■ Task goal:
In the article about the wounded Afghan soldier at Camp Bastion, how many full-time translators does the hospital have on staff?

The Afghan army is fighting its own deadly fight against the Taliban and their wounded are treated the same as coalition soldiers who find themselves in the Camp Bastion hospital.

Sifatullah, a 20-year-old soldier with the A and A (Afghan Army) had been wounded after an accident with his comrade's rifle.

When he returned to his living quarters after a patrol he picked up a colleague's rifle - mistaking it for his own - but didn’t realise it was loaded and accidentally shot himself in the thigh.

The young man from Jalalabad, who looked remarkably younger than 20, spoke through one of the five full-time translators on staff at the hospital.

Sifatullah said: “I joined the army to try and help the people of this country, my country.

“I was in Peshwar, Pakistan and I saw how the Pakistani army fought the Taliban and I wanted to do the same in my country.

“They (Taliban) have support from Pakistan and at the moment they have power in Helmand and the Helmand districts.”

Collected data entries
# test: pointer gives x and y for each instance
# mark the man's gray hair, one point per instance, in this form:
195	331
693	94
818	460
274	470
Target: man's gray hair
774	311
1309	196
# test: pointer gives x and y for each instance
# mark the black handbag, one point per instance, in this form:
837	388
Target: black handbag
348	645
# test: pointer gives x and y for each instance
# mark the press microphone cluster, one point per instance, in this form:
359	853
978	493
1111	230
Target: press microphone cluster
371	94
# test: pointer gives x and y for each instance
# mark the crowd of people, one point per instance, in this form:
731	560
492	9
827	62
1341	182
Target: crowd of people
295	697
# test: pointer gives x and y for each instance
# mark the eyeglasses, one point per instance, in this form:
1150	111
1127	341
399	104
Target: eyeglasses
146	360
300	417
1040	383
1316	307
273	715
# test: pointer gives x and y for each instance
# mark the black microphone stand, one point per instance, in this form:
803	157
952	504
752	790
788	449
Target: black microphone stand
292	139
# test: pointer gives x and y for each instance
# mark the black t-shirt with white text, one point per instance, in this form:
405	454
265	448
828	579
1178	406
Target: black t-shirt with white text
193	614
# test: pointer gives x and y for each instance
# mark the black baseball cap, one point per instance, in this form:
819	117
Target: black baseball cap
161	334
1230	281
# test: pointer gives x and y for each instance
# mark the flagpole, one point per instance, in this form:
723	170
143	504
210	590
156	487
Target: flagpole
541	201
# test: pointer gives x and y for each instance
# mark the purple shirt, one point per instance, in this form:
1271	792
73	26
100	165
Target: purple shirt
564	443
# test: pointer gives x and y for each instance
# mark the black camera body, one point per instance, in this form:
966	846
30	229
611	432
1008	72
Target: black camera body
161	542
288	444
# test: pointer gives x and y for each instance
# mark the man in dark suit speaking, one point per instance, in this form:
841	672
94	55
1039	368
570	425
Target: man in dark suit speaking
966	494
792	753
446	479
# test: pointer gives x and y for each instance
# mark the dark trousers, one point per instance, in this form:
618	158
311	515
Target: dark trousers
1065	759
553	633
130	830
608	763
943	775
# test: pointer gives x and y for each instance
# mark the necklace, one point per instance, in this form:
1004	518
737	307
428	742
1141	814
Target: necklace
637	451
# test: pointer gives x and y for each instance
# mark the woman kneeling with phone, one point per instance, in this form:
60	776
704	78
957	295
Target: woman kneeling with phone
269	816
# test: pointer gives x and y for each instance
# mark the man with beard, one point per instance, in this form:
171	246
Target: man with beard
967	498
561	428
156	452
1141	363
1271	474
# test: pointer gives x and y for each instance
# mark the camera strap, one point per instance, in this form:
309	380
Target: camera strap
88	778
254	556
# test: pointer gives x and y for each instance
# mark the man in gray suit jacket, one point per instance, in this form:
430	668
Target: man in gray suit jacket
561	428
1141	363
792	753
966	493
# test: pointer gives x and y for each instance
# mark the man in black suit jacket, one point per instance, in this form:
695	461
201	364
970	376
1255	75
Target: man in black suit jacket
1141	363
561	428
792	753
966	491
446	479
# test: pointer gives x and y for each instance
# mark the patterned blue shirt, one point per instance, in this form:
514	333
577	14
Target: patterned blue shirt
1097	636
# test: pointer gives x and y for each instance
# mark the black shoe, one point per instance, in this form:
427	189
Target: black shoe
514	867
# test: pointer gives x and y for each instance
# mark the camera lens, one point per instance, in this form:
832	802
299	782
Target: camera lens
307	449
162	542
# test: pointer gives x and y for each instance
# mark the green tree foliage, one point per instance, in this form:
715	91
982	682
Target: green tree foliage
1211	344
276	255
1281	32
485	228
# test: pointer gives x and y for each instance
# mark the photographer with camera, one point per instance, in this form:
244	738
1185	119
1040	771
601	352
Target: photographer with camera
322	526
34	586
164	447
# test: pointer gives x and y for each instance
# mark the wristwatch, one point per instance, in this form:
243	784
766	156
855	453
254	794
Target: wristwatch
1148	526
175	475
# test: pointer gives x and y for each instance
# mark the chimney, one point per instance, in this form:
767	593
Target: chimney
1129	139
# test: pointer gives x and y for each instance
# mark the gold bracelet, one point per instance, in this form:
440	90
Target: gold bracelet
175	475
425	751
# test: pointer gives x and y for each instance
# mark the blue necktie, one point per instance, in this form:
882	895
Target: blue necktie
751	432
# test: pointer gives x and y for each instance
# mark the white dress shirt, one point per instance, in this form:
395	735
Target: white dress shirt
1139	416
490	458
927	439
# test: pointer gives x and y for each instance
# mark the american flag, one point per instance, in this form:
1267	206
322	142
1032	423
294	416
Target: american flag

■ Response:
Five.